Work instructions - When you reach the entries, transcribe each one exactly.

(Record extracts)

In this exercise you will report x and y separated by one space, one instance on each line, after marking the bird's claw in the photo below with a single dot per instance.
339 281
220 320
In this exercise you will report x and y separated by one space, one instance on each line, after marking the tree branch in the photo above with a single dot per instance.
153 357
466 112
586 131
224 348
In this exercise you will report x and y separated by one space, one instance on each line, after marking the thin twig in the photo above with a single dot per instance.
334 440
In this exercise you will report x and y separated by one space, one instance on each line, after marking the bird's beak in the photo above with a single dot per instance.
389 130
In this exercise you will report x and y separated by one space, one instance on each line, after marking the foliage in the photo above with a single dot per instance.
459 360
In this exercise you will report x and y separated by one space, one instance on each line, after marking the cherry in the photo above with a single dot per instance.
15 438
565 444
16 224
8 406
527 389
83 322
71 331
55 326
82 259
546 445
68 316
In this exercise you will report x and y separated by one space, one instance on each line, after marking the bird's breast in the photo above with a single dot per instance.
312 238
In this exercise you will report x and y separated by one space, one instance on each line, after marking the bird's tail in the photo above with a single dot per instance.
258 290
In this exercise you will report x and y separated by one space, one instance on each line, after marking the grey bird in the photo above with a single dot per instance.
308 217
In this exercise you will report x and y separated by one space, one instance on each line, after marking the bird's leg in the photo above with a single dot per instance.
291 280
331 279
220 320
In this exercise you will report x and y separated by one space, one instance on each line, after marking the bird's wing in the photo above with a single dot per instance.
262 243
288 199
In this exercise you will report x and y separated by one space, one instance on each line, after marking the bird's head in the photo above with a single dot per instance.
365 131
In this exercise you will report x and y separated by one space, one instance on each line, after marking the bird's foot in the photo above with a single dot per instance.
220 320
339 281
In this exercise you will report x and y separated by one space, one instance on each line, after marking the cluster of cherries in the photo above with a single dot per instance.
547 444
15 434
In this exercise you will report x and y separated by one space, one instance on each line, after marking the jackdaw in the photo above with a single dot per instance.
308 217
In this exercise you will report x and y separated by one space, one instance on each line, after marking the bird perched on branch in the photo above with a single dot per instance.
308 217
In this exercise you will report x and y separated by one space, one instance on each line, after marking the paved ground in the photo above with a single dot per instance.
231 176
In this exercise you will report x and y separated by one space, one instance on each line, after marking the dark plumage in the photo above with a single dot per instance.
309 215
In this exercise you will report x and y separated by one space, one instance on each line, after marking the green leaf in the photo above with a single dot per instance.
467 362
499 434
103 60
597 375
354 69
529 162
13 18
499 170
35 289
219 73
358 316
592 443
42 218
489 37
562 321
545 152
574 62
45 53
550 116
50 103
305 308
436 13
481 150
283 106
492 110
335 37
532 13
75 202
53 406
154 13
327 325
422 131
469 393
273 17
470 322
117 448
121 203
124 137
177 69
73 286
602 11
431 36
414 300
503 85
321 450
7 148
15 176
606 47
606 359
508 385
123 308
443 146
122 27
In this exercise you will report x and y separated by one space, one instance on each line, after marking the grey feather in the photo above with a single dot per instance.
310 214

(End Record extracts)

Answer to this exercise -
In this exercise you will report x and y separated by one space, one instance on each line, after marking the bird's claw in the photo below with a single dot per instance.
339 281
220 320
In this exercise you will report x and y separated by one space, one instance on each line, after marking the tree branch in the photo above with a single dot per instance.
153 357
466 112
586 131
224 348
In this exercise you will report x and y separated by one space, one instance on each line, after marking the thin twig in the photo above with a single dot per instance.
334 440
In this exercise you will report x and y separated by one space, one instance on each line, after marking the bird's beak in the photo above with a single dot per instance.
389 130
In this exercise you will report x and y separated by one space, one instance on each line, after marking the foliage in the photo above with a single dot per instance.
459 360
In this exercise you will report x and y separated by one space, one instance on each line, after marking the cherry in the photo above with a single dot per instance.
15 438
565 444
16 224
8 406
527 389
83 322
71 331
55 326
82 259
546 445
68 316
In this exercise you will report x and y separated by one space, one instance on each line, after marking the bird's breast in the photo above with a single dot per instance.
312 238
In this exercise you will report x and y separated by one space, one instance on each line, after marking the bird's tail in the photo above with a single dot per instance.
258 290
In this exercise you will report x and y separated by one space, one instance on each line, after marking the grey bird in the photo above with a single dot per instance.
308 217
In this exercise you will report x and y separated by one space, one instance on each line, after marking the bird's leg in the photo above with a single dot per instance.
291 280
331 279
220 320
In this exercise you will report x and y separated by one space, one instance on each line, after marking the bird's wing in the photo above with a single dot per instance.
262 243
288 199
In this exercise you will report x and y separated by one space, one instance on each line, after marking the bird's head in the photo above with a single dot per instance.
365 131
In this exercise you will report x and y separated by one space, one instance on each line, after marking the bird's foot in the photo above with a single dot per instance.
220 320
339 281
In this exercise you will report x and y separated by one space, one instance on each line, after marking the cluster of cherries in the photo above with a single dot per instance.
547 444
15 434
In this exercise you will report x and y separated by one space, one instance on each line, after marking the jackdaw in the photo above with a single dot per instance.
308 217
In this exercise you will report x and y separated by one space, one instance on each line, after marking the bird perched on branch in the photo above with a single dot per instance.
308 217
In this exercise you will report x and y separated by one space, one instance on each line, after marking the paved ground in the photo above with a single dot per instance.
231 176
In this exercise you will report x and y separated by one space, one instance on each line, after marking the dark plumage in the photo above with a single dot per instance.
309 215
In this exercise you will report x and y separated by one space, one instance on each line, after marking the green leaf in the photo above with a single dot per instance.
467 362
499 434
103 60
597 375
354 69
529 162
13 18
499 170
35 289
219 73
358 316
592 443
42 218
489 37
562 321
545 152
574 62
45 53
550 116
50 103
305 308
436 13
481 150
283 106
492 110
335 37
532 13
75 202
53 406
154 13
327 325
422 131
469 393
273 17
470 322
117 448
121 203
124 137
177 69
73 286
602 11
431 36
414 300
503 85
321 450
7 148
15 176
606 47
606 359
508 385
123 308
443 146
122 27
In this exercise you will report x and y separated by one space, one instance on each line, after marking the grey feather in the photo above with a single dot per instance.
310 214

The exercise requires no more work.